Can you see the open orders for applegreen anywhere if it’s order driven? Is this through your broker?
Hi Eoghan – you’ll only see best bid/offer – here, for example: http://ise.ie/Market-Data-Announcements/Companies/Equity-Details/?equity=2015121 You’ll have to pay to see full order book, unless you have an online broker who actually provides the data for free (probably not). But if you have a full-service broker (i.e. you can deal by phone with him), he can obviously tell you what he sees outstanding on the order book.
I think you are wrong on electric car roll out speed. If they stop for petrol then pick up food they will stop less with an electric car – once they get to decent range. This undermines it a bit…
I like the article though and the thinking behind it.
– Let’s not forget Ireland’s enthusiasm for LPG in the 80s: https://en.wikipedia.org/wiki/Autogas#Ireland [Actually, my mother was one of those enthusiasts…I distinctly remember worrying she’d get blown up!] Decades later, it’s still mostly hype…
– True scale will require people buying EVs with real money…not OPM, i.e. if you strip out charitable/corporate/government/tax subsidised buying, how large is underlying demand? What people say isn’t the same as what they do…and today, when people pull out their own wallet, they tend to buy something cheaper than an EV, or else the biggest/most powerful vehicle they can afford.
– I also have to wonder what % of EVs will remain confined to affluent city dwellers, who tend to drive within a relatively limited urban radius – which is becoming less & less of a target market for petrol retailers anyway.
But even if you debate wildly differing EV-adoption forecasts, I’m not sure it matters all that much in the medium-term, as:
– The same forecasters are predicting continued/significant growth in annual production globally over the next 20 years – EV will grab X% (whether it’s high/low) of the pie, but it’s an expanding pie. So any of the forecasts I’ve seen actually predict annual ICE production as stable/expanding over the next 10-20 years.
– And, more importantly, the EV % of annual production is v different when you consider it in terms of actual cars on the road. The average car, in America for example, is now 11 years old – the current ICE fleet will remain on the road for many years to come, and 99% of the new cars sold even just this year will remain on the road for the next two decades. So any headline forecasts you see for EV sales in Year X are much much smaller in terms of total fleet.
Also, we can’t just focus on one trend (EV adoption)…petrol retailers will continue to change & adapt, as will consumers’ spending habits & patterns. Which, of course, is why forecasters cock it up so often – they tend to cherry-pick & extrapolate one trend/metric, but ignore its dynamic interaction with other trends.

Problems.
1 - Please translate this sentence from the comment thread above into Spanish: "I like the article though and the thinking behind it."
2 - Answer these questions from the comment thread above:
(a) Without paying for the full order book, what will a reader see for Applegreen?
(b) What fuel does the comment thread say Ireland was enthusiastic about in the 80s?
(c) How old is the average car in America now, according to the comment thread?

Supplied material.
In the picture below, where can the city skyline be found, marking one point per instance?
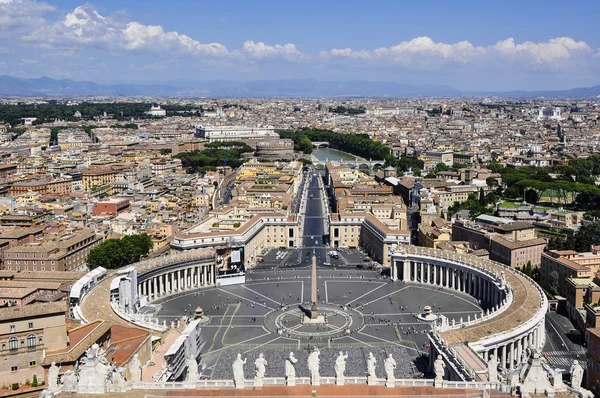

Exercise results.
1 - Aun así, me gusta el artículo y el razonamiento que lo sustenta.

2 -
(a) Only the best bid/offer.
(b) LPG.
(c) 11 years old.